_Aim of the exercise_
Look through the records below for the line with "104L407 134L392 195L444". Return that line and each one after it up to and including the line with "positive clicks: (379, 80)", exactly.

_Records for the task_
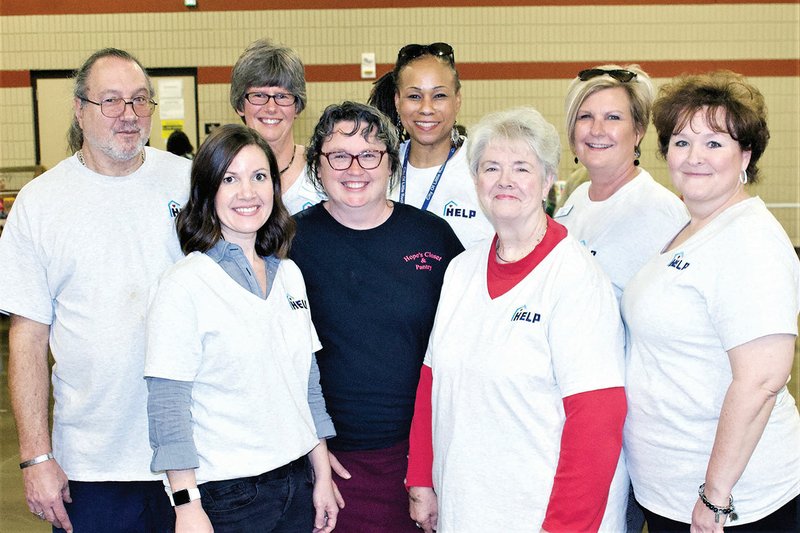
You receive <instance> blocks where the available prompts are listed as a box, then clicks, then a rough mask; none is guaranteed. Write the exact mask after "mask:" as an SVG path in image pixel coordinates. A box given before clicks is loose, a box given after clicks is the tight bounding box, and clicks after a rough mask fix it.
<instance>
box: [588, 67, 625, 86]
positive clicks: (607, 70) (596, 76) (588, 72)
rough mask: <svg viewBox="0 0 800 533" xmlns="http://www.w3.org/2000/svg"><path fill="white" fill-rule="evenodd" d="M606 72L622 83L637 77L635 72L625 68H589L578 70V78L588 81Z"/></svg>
mask: <svg viewBox="0 0 800 533" xmlns="http://www.w3.org/2000/svg"><path fill="white" fill-rule="evenodd" d="M605 74H608V75H609V76H611V77H612V78H614V79H615V80H617V81H619V82H622V83H628V82H629V81H631V80H632V79H633V78H635V77H636V73H635V72H631V71H630V70H625V69H611V70H606V69H604V68H589V69H586V70H582V71H580V72H578V79H580V80H581V81H587V80H591V79H592V78H597V77H599V76H603V75H605Z"/></svg>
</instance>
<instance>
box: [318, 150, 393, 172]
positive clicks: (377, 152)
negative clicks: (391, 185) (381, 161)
mask: <svg viewBox="0 0 800 533" xmlns="http://www.w3.org/2000/svg"><path fill="white" fill-rule="evenodd" d="M385 153H386V150H367V151H366V152H361V153H360V154H358V155H353V154H348V153H347V152H328V153H325V152H322V155H324V156H325V159H327V160H328V164H329V165H330V166H331V168H332V169H333V170H347V169H348V168H350V165H352V164H353V159H355V160H356V161H358V164H359V165H361V168H363V169H364V170H372V169H375V168H378V165H380V164H381V161H383V154H385Z"/></svg>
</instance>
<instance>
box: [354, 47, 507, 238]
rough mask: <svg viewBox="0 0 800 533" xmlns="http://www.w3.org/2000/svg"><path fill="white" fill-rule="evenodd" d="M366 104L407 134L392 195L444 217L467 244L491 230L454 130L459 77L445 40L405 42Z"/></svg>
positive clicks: (379, 80) (461, 148) (451, 48)
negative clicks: (478, 198) (391, 65)
mask: <svg viewBox="0 0 800 533" xmlns="http://www.w3.org/2000/svg"><path fill="white" fill-rule="evenodd" d="M370 103H371V104H373V105H375V106H376V107H378V108H379V109H380V110H381V111H383V112H384V113H385V114H386V115H387V116H388V117H389V118H390V119H391V120H392V122H393V123H395V124H396V125H397V127H398V129H399V130H401V131H403V130H404V131H405V136H406V138H407V139H408V140H407V141H406V142H404V143H403V144H402V146H401V147H400V161H401V169H400V185H399V187H397V188H395V189H394V190H393V191H392V196H391V197H392V199H394V200H397V201H398V202H400V203H403V204H409V205H413V206H414V207H418V208H420V209H422V210H423V211H430V212H431V213H433V214H435V215H437V216H439V217H441V218H444V219H445V220H446V221H447V222H448V223H449V224H450V226H451V227H452V228H453V231H455V232H456V235H457V236H458V238H459V239H460V240H461V243H462V244H463V245H464V246H465V247H467V248H468V247H469V246H470V245H472V244H475V243H477V242H479V241H481V240H484V239H486V238H489V237H491V236H492V235H493V234H494V232H493V230H492V226H491V224H490V223H489V221H488V219H487V218H486V216H485V215H484V213H483V211H482V210H481V207H480V204H479V202H478V197H477V195H476V193H475V185H474V183H473V182H472V178H471V177H470V173H469V168H468V167H467V160H466V152H467V149H466V145H467V142H468V141H467V140H466V138H464V137H462V136H461V135H459V133H458V130H457V129H456V115H458V111H459V109H460V107H461V82H460V81H459V78H458V71H457V70H456V66H455V56H454V53H453V48H452V47H451V46H450V45H449V44H447V43H433V44H429V45H421V44H409V45H406V46H404V47H403V48H401V49H400V52H399V53H398V55H397V62H396V63H395V66H394V70H392V72H391V73H389V74H386V75H385V76H384V77H383V78H382V79H381V80H379V82H377V83H376V85H375V88H374V89H373V92H372V95H371V96H370Z"/></svg>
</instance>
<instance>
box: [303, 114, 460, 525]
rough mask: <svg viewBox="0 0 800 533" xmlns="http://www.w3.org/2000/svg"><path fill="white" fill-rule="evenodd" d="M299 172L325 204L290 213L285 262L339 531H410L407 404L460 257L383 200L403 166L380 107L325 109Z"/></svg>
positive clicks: (454, 245)
mask: <svg viewBox="0 0 800 533" xmlns="http://www.w3.org/2000/svg"><path fill="white" fill-rule="evenodd" d="M306 162H307V164H308V167H309V168H310V169H311V173H312V176H313V180H314V182H315V183H316V184H317V186H318V187H319V188H320V189H321V190H324V191H325V193H326V195H327V197H328V200H327V201H324V202H322V203H320V204H317V205H315V206H313V207H311V208H309V209H306V210H305V211H303V212H301V213H298V214H297V215H295V220H296V222H297V235H296V237H295V240H294V242H293V244H292V251H291V258H292V259H293V260H294V261H295V262H296V263H297V265H298V266H299V267H300V269H301V270H302V271H303V276H304V277H305V281H306V286H307V287H308V297H309V304H310V306H311V317H312V318H313V320H314V324H315V325H316V327H317V331H318V332H319V336H320V340H321V342H322V350H321V351H320V352H318V354H317V360H318V362H319V368H320V372H321V375H322V380H321V382H322V390H323V392H324V394H325V400H326V403H327V406H328V411H329V412H330V414H331V417H332V418H333V422H334V424H335V426H336V432H337V436H336V437H335V438H333V439H330V440H329V441H328V445H329V448H330V449H331V450H332V451H333V454H332V456H331V465H332V466H333V469H334V472H335V473H337V474H339V475H340V476H342V477H339V478H337V479H336V483H337V484H338V487H339V489H340V491H341V493H342V496H343V497H344V500H345V502H346V504H347V506H346V507H345V508H344V509H343V510H342V513H340V514H339V518H338V522H337V525H336V530H337V531H346V532H352V533H370V532H375V533H379V532H384V531H391V532H403V531H407V532H413V531H416V527H415V526H414V522H413V521H412V520H411V519H410V518H409V516H408V497H407V495H406V492H405V488H404V486H403V481H404V477H405V473H406V465H407V460H406V457H407V455H408V434H409V428H410V425H411V416H412V414H413V410H414V394H415V391H416V387H417V381H418V378H419V373H420V367H421V366H422V358H423V356H424V355H425V347H426V345H427V343H428V336H429V335H430V331H431V327H432V325H433V315H434V313H435V311H436V304H437V303H438V301H439V291H440V289H441V286H442V279H443V278H444V272H445V269H446V268H447V265H448V264H449V263H450V260H451V259H453V257H455V256H456V255H457V254H458V253H460V252H461V251H462V250H463V247H462V246H461V244H460V242H459V241H458V238H457V237H456V235H455V234H454V233H453V230H452V229H451V228H450V226H448V225H447V223H446V222H445V221H443V220H442V219H440V218H438V217H436V216H434V215H432V214H430V213H426V212H423V211H420V210H419V209H417V208H415V207H412V206H409V205H404V204H400V203H396V202H393V201H391V200H388V199H387V198H386V194H387V190H388V187H389V185H390V183H392V182H394V181H395V180H396V177H397V170H398V167H399V165H400V158H399V155H398V139H397V130H396V129H395V127H394V126H393V125H392V124H391V123H390V122H389V120H388V119H387V118H386V117H385V116H384V115H383V114H382V113H380V112H379V111H378V110H377V109H375V108H373V107H370V106H367V105H364V104H359V103H354V102H344V103H342V104H336V105H331V106H328V108H327V109H325V111H324V112H323V114H322V117H321V118H320V120H319V123H318V124H317V126H316V127H315V128H314V133H313V136H312V138H311V140H310V141H309V143H308V152H307V154H306ZM334 455H335V457H334ZM340 463H341V464H340Z"/></svg>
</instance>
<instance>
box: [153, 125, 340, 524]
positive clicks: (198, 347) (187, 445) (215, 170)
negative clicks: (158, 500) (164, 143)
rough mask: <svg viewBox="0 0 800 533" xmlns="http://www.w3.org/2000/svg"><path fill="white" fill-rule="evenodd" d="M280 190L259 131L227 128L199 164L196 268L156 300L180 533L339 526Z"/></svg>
mask: <svg viewBox="0 0 800 533" xmlns="http://www.w3.org/2000/svg"><path fill="white" fill-rule="evenodd" d="M280 190H281V189H280V178H279V176H278V164H277V162H276V160H275V156H274V155H273V154H272V151H271V150H270V148H269V146H268V145H267V143H266V141H264V139H263V138H261V136H260V135H259V134H258V133H257V132H255V131H254V130H252V129H250V128H247V127H245V126H243V125H237V124H227V125H225V126H222V127H221V128H217V129H216V130H215V131H214V132H213V133H212V134H211V135H209V137H208V138H207V139H206V141H205V142H204V143H203V144H202V145H201V146H200V149H199V150H198V152H197V157H196V158H195V159H194V163H193V165H192V174H191V186H190V191H189V200H188V202H187V203H186V207H184V208H183V210H182V211H181V212H180V214H179V215H178V218H177V222H176V224H177V231H178V238H179V240H180V243H181V249H182V250H183V252H184V253H185V254H186V257H185V258H183V259H182V260H181V261H179V262H178V263H176V264H175V265H174V266H172V267H171V268H169V269H168V270H167V271H166V272H165V273H164V275H163V276H162V277H161V279H160V280H159V283H158V285H157V286H156V287H155V290H154V294H153V296H152V298H151V302H150V306H149V309H148V316H147V331H146V348H147V350H146V361H145V368H144V375H145V379H146V381H147V387H148V404H147V410H148V418H149V423H150V443H151V446H152V447H153V460H152V463H151V469H152V470H153V471H154V472H166V477H167V484H168V489H169V493H170V498H171V500H172V501H173V505H174V506H175V516H176V523H175V530H176V531H177V533H182V532H187V531H192V532H198V531H211V530H212V528H213V530H214V531H216V532H218V533H224V532H242V531H264V532H267V531H269V532H274V533H279V532H280V533H295V532H299V531H305V532H311V531H312V530H313V531H315V532H317V533H323V532H330V531H332V530H333V528H334V527H335V525H336V515H337V514H338V511H339V508H338V506H337V502H336V500H335V495H334V486H333V482H332V478H331V470H330V463H329V460H328V453H327V448H326V446H325V437H328V436H332V435H333V427H332V426H331V423H330V418H329V417H328V415H327V413H326V412H325V402H324V400H323V398H322V395H321V393H320V387H319V375H318V374H315V368H316V367H315V364H314V359H313V352H315V351H317V350H318V349H319V348H320V345H319V340H318V338H317V334H316V331H315V329H314V325H313V324H312V322H311V316H310V313H309V310H308V303H307V296H306V288H305V284H304V282H303V276H302V274H301V273H300V270H299V269H298V268H297V266H296V265H295V264H294V263H292V261H290V260H288V259H287V258H286V255H287V252H288V250H289V246H290V244H291V241H292V236H293V234H294V221H293V220H292V219H291V218H290V217H289V214H288V213H287V212H286V209H285V208H284V207H283V204H282V203H281V199H280ZM320 433H322V435H321V436H320ZM312 468H313V474H312ZM315 510H316V511H315Z"/></svg>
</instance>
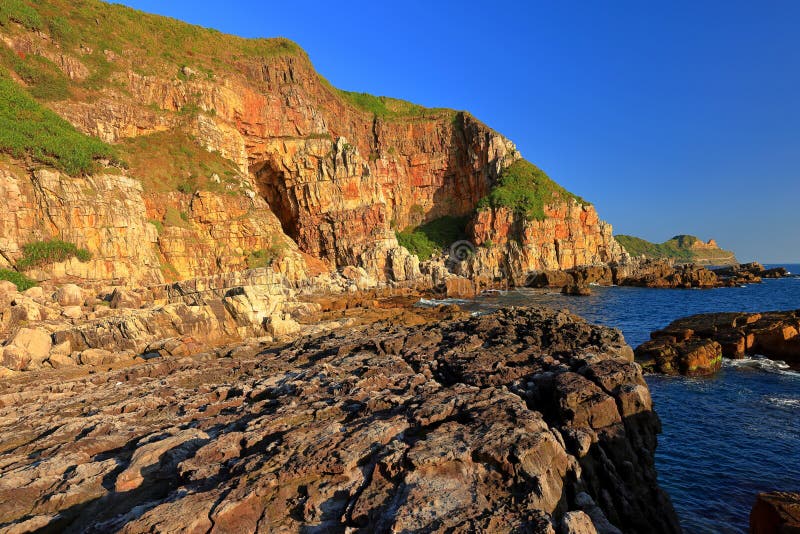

_Solution for this problem_
rough mask: <svg viewBox="0 0 800 533" xmlns="http://www.w3.org/2000/svg"><path fill="white" fill-rule="evenodd" d="M366 104L407 134L392 195L444 217L467 244L491 230L454 130L459 77L445 40L405 42Z"/></svg>
positive clicks: (379, 80) (461, 148) (451, 48)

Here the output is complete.